▶ _Aufgabenliste_
a: Übertrage aus dem Auszug über Frauen in den arabischen Aufständen den Abschnitt wortgetreu, beginnend bei „Es mag verführerisch“ und endend bei „deren Anfängen aktiv.“.
b: Stimmen die folgenden Aussagen mit dem Auszug über Frauen in den arabischen Aufständen überein? Antworte jeweils mit Ja oder Nein und zitiere die entscheidenden Worte wörtlich.
(i) Tawakul Karman wurde erst mit Beginn der Protestbewegung im Jemen aktiv.
(ii) Saida Sadouni ist 77 Jahre alt.
(iii) Jemenitische Stammesführer und Soldaten fragten Tawakul Karman, ob sie für das Präsidentschaftsamt kandidieren wolle.

▶ _Auszug_
Seit Beginn der Aufstände in der arabischen Welt wurde immer wieder gern die Beteiligung der Frauen bejubelt. Manche, wie Soumaya Ghannoushi, ließen sich sogar zu dem Urteil hinreißen, „das Stereotyp des unterwürfigen, unterdrückten Opfers sei durch die Demonstrantinnen in Ägypten, Tunesien und dem Jemen zerschlagen“ worden. Ich bin mir nicht sicher, ob die Frauen in diesen Ländern das genauso sehen oder ihre Teilhabe an den Protesten ebenfalls für etwas vollkommen Neues halten.
Es mag verführerisch sein, großartige Schlüsse aus solch bedeutenden Ereignissen zu ziehen. Wer nun aber die Sicht auf Frauen sogleich für revolutioniert hält, ist entweder naiv oder lässt es an historischer Perspektive fehlen. Neu ist das alles nicht. Wenn es zum Aufruhr kam, waren Frauen häufig ganz vorn mit dabei. Aktivistinnen wie Nawal el Sawaadi sind den arabischen Regimes seit Jahrzehnten ein Dorn im Auge. Die 32-jährige Menschenrechtsaktivistin Tawakul Karman im Jemen, die jetzt an der Spitze der dortigen Protestbewegung steht, war schon lange vor deren Anfängen aktiv.
Präsidentin Tawakul
Soumaya Ghannoushi berichtet auch von der 77-jährigen Saida Sadouni, die nun „weithin als Mutter der tunesischen Revolution bejubelt wird, als Zeitzeugin der Geschichte ihres Landes und dessen Kampf für Emanzipation“. So etwas hört man jetzt häufig. Die Rolle der Frauen bei den Revolutionen ist zwar bewegend, es steckt allerdings eine psychologische Strategie dahinter, weibliche Aktivität zu feiern und zu glorifizieren, wenn sie im Rahmen eines Volksaufstandes stattfindet. Dann nämlich dienen die Frauen den Männern quasi als die ultimativen, unterdrückten Opfer, als Beweis dafür, dass die Lage so verzweifelt ist, dass sogar die Angehörigen des schönen Geschlechts den Herd verlassen und auf die Straße gehen. Es entsteht der Eindruck, Frauen kämpften nicht für ihre eigenen Rechte, sondern legitimierten lediglich die Revolutionen, indem sie gleich einem Maskottchen ihre matronenhafte Würde beisteuerten.
Die Aktivistin Tawakul Karman wurde von jemenitischen Stammesführern und Soldaten sogar gefragt, ob sie für das Präsidentschaftsamt kandidieren wolle. Es wird interessant sein zu sehen, wie viel von diesen wohlwollenden Ehrerbietungen übrig bleibt, sollte Staatschef Saleh sein Amt verlieren. Irgendwie fällt es dann doch schwer, sich vorzustellen, wie dieselben Stammesführer ihr als Präsidentin die Treue schwören.
Im kulturellen Erbe des Islam findet sich eine Fülle von Geschichten über Kämpferinnen, die an der Seite des Propheten streiten und der Folter und dem Hunger durch die Hand ihrer Feinde standhalten. Das gehört zur Geschichte der Geschlechtergleichheit in der Region. So wie Bilal ibn Rabah, der schwarze Jünger des Propheten und erste Muezzin, jedes Mal hervorgeholt wird, wenn die Sprache auf den Rassismus in der arabischen Welt kommt. Tatsächlich aber kann die Religion nicht viel vorweisen, wenn es um die Förderung der Frauenrechte geht.

[Zeigedaten für Bezugsausdrücke]
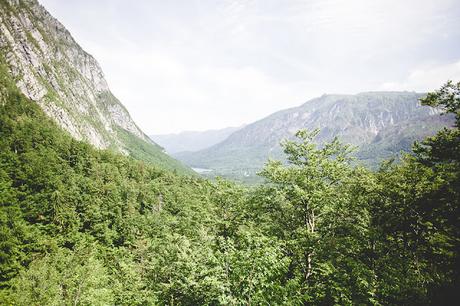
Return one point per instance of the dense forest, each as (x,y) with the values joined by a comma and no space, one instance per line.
(81,226)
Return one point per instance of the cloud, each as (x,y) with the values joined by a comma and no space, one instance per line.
(426,78)
(193,65)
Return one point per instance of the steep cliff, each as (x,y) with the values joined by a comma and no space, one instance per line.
(49,67)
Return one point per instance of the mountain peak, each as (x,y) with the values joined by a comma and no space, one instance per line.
(50,68)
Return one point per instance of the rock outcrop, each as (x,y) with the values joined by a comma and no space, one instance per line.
(53,70)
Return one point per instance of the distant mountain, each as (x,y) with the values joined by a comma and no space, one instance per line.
(50,68)
(379,123)
(192,140)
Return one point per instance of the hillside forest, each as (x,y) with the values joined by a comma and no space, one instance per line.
(81,226)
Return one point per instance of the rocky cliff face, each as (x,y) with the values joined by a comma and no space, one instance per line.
(53,70)
(380,124)
(49,67)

▶ _Antworten_
a:
Es mag verführerisch sein, großartige Schlüsse aus solch bedeutenden Ereignissen zu ziehen. Wer nun aber die Sicht auf Frauen sogleich für revolutioniert hält, ist entweder naiv oder lässt es an historischer Perspektive fehlen. Neu ist das alles nicht. Wenn es zum Aufruhr kam, waren Frauen häufig ganz vorn mit dabei. Aktivistinnen wie Nawal el Sawaadi sind den arabischen Regimes seit Jahrzehnten ein Dorn im Auge. Die 32-jährige Menschenrechtsaktivistin Tawakul Karman im Jemen, die jetzt an der Spitze der dortigen Protestbewegung steht, war schon lange vor deren Anfängen aktiv.

b:
(i) Nein: „war schon lange vor deren Anfängen aktiv“
(ii) Ja: „der 77-jährigen Saida Sadouni“
(iii) Ja: „wurde von jemenitischen Stammesführern und Soldaten sogar gefragt, ob sie für das Präsidentschaftsamt kandidieren wolle“